_Passage for review_.

--- START ---

Running a drug screening programme is a lot like throwing a huge cocktail party and listening in on the conversation. There is a lot of small talk at cocktail parties, but only a few real exchanges. Similarly, in drug screening programmes, low-affinity drug-target interactions far outweigh high-affinity binding.
Imagine having to listen to every word said during a cocktail party. That would undoubtedly be tedious. Consider how much more difficult it would be to examine every medication-target interaction in a standard drug screen. Even the most patient listener—the usual artificial intelligence (AI) system—would be exhausted.
Unfortunately, traditional AI algorithms require a long time to filter through data about drug candidates’ interactions with protein targets. Most AI algorithms calculate the three-dimensional structure of each target protein from its amino-acid sequence, then use those structures to forecast which pharmacological compounds it will interact with. The method is exhaustive but slow.
To speed things up, MIT and Tufts University researchers developed an alternate computational technique based on a form of AI algorithm known as a big language model. These models, such as ChatGPT, can analyse massive quantities of text to determine which words (or, in this case, amino acids) are most likely to appear together. ConPLex is the name given to the big language model created by the MIT/Tufts collaboration. It can link target proteins with possible therapeutic compounds without the computationally demanding step of calculating the structures of the chemicals.
ConPLex was included in the journal PNAS in an article titled “Contrastive learning in protein language space predicts interactions between drugs and protein targets.” ConPLex can outperform state-of-the-art techniques by leveraging advances in pretrained protein language models (“PLex”) and employing protein-anchored contrastive coembedding (“Con”).
“ConPLex achieves high accuracy, broad adaptivity to unseen data, and specificity against decoy compounds,” the authors noted in their article. “It makes binding predictions based on the distance between learned representations, enabling predictions at the scale of massive compound libraries and the human proteome.”
The researchers next put their concept to the test by screening a library of over 4,700 potential drug compounds for their ability to bind to a group of 51 enzymes known as protein kinases.

--- END ---

_How to complete this task_. Please continue the passage about the ConPLex drug-screening model, picking up right after its last sentence on the 51 protein kinases.

_Data excerpts_.
--- START ---

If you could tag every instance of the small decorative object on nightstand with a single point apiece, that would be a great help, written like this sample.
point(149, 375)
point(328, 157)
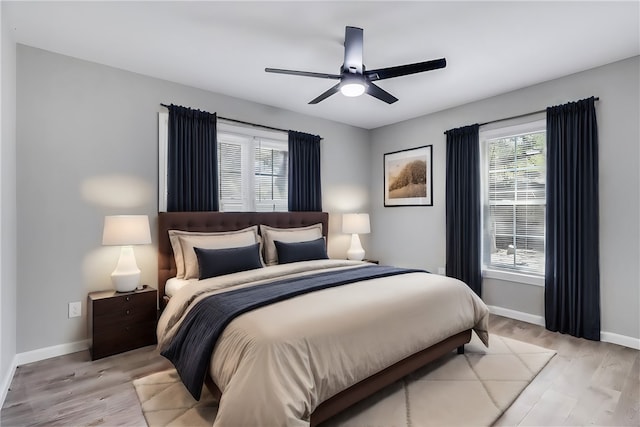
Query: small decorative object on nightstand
point(355, 224)
point(121, 321)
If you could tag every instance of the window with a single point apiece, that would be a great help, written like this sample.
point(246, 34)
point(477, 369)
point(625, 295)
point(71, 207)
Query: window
point(252, 167)
point(514, 198)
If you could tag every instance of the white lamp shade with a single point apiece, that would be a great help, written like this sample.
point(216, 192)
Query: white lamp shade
point(126, 230)
point(355, 224)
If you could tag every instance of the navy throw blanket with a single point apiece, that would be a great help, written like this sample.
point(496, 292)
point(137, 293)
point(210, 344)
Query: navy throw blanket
point(191, 348)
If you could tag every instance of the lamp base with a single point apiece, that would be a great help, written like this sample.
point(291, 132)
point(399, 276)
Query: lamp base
point(125, 282)
point(355, 252)
point(126, 276)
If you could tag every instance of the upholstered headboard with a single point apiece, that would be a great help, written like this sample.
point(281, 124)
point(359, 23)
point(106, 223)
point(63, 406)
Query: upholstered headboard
point(221, 221)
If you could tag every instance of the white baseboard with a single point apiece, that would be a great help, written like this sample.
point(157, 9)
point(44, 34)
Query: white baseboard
point(36, 356)
point(622, 340)
point(5, 382)
point(49, 352)
point(518, 315)
point(610, 337)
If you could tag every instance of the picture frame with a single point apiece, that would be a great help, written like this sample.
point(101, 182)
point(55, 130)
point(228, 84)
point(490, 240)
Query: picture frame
point(408, 177)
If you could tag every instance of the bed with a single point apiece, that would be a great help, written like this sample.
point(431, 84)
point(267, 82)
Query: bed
point(318, 353)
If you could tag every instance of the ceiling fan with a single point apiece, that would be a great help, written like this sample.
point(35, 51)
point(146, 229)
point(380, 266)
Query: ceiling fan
point(355, 79)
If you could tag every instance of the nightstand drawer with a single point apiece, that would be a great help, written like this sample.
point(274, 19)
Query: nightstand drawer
point(121, 303)
point(121, 322)
point(123, 316)
point(123, 338)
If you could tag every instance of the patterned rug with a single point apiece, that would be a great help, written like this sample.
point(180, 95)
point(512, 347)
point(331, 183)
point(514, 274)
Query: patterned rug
point(457, 390)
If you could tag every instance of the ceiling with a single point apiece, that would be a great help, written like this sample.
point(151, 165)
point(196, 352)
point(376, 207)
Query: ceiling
point(223, 47)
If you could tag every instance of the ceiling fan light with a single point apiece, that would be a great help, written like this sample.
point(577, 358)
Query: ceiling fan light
point(352, 89)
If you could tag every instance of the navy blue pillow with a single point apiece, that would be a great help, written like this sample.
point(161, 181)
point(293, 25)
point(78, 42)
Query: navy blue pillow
point(301, 251)
point(216, 262)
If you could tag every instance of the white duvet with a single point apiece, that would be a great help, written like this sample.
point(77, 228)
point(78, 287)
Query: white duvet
point(276, 364)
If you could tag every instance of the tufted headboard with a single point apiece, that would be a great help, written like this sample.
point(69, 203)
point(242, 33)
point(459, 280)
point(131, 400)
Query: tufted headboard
point(221, 221)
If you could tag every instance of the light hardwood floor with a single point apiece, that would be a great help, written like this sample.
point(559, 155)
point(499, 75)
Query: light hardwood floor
point(586, 383)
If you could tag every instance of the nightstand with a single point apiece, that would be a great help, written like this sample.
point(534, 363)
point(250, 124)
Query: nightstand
point(121, 321)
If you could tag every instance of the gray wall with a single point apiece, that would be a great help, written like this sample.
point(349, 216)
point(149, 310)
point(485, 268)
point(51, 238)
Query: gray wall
point(7, 204)
point(87, 147)
point(415, 236)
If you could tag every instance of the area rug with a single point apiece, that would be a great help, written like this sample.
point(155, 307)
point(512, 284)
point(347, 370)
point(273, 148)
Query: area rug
point(457, 390)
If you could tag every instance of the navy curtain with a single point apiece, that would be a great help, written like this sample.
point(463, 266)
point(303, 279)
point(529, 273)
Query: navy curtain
point(192, 161)
point(463, 206)
point(305, 191)
point(572, 272)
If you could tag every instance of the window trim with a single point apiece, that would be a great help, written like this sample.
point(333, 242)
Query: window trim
point(267, 138)
point(512, 276)
point(520, 126)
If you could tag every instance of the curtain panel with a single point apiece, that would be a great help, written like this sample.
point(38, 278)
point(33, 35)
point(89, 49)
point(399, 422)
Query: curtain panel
point(192, 160)
point(572, 272)
point(305, 190)
point(463, 225)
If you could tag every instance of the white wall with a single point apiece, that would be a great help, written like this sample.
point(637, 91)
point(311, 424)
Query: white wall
point(415, 236)
point(7, 205)
point(87, 147)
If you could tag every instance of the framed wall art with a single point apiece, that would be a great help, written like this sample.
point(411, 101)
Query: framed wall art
point(408, 177)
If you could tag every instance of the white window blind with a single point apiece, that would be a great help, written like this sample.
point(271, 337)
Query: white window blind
point(514, 193)
point(253, 167)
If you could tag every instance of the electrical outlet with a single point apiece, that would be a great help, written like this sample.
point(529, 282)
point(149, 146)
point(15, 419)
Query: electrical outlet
point(75, 309)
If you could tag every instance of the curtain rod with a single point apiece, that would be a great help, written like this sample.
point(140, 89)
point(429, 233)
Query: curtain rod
point(519, 116)
point(247, 123)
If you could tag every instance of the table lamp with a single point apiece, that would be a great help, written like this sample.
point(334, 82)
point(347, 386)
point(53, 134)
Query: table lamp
point(355, 224)
point(125, 231)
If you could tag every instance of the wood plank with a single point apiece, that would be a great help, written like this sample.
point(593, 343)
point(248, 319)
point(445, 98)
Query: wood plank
point(586, 383)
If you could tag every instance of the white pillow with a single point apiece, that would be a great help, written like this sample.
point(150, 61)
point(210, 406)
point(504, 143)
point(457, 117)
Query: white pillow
point(286, 235)
point(183, 243)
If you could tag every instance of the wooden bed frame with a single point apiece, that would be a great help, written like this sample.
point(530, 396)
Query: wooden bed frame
point(226, 221)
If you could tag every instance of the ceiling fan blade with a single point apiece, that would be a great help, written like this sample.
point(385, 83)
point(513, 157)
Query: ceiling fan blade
point(326, 94)
point(353, 50)
point(403, 70)
point(303, 73)
point(380, 93)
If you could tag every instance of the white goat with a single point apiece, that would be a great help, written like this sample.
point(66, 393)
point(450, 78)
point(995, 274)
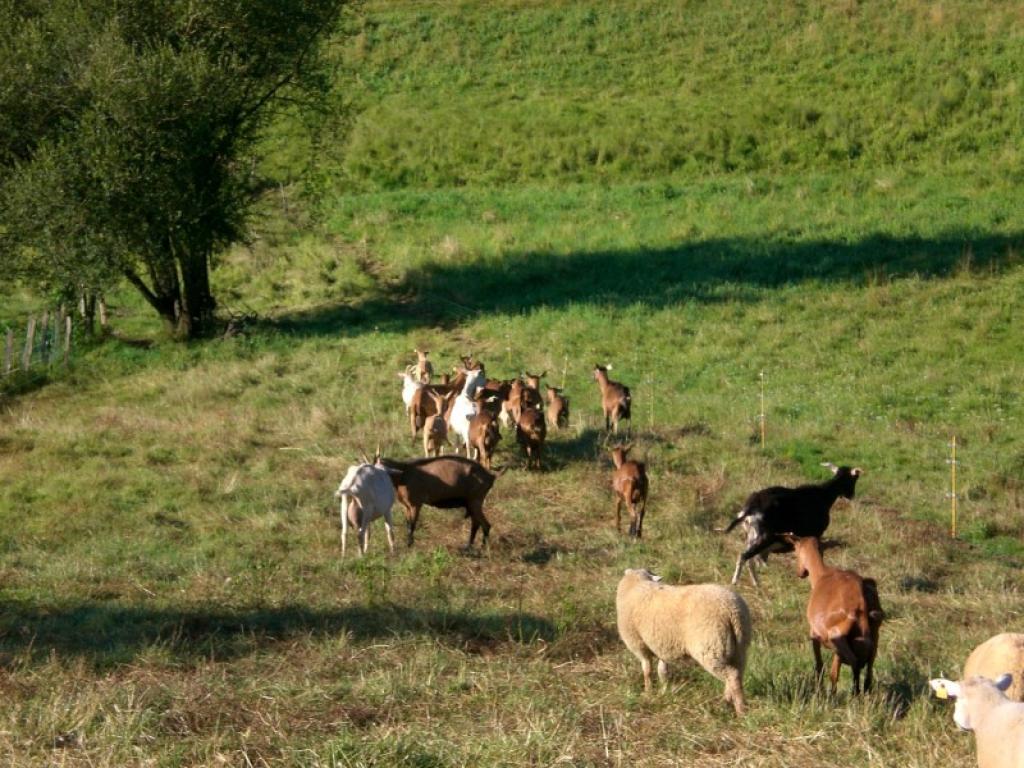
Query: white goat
point(1003, 654)
point(409, 387)
point(465, 407)
point(366, 494)
point(997, 723)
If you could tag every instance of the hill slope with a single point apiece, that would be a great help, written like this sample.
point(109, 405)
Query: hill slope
point(173, 593)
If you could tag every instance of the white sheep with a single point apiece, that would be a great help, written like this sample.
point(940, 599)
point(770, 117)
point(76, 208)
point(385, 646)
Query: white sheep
point(997, 723)
point(709, 623)
point(1000, 654)
point(366, 494)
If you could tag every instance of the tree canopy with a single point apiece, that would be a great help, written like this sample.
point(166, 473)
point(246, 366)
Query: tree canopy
point(125, 133)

--- END ---

_Output of the task_.
The researchers chose 19 drug-protein pairings to investigate experimentally from the top hits. The investigations found that 12 of the 19 hits exhibited substantial binding affinity (in the nanomolar range), but nearly all of the other probable drug-protein pairings did not. Four of these pairings bound with exceptionally high, sub-nanomolar affinity (enough to block the protein with a small drug concentration on the order of parts per billion).
While this study focused mostly on screening small-molecule medications, the researchers are currently focusing on adapting this approach to other types of drugs, such as therapeutic antibodies. This type of modelling could also be beneficial for doing toxicity screens on possible therapeutic compounds before testing them in animal models to ensure they don’t have any undesired side effects.
“This work addresses the need for efficient and accurate in silico screening of potential drug candidates,” explained Bonnie Berger, PhD, an MIT researcher and one of the study’s senior authors. “[Our model] enables large-scale screens for assessing off-target effects, drug repurposing, and determining the impact of mutations on drug binding.”
“One of the reasons drug discovery is so expensive is that it has such a high failure rate,” said Rohit Singh, PhD, an MIT researcher and one of the study’s lead authors. “If we can reduce failure rates by stating upfront that this drug is unlikely to work, that could go a long way towards lowering drug discovery costs.”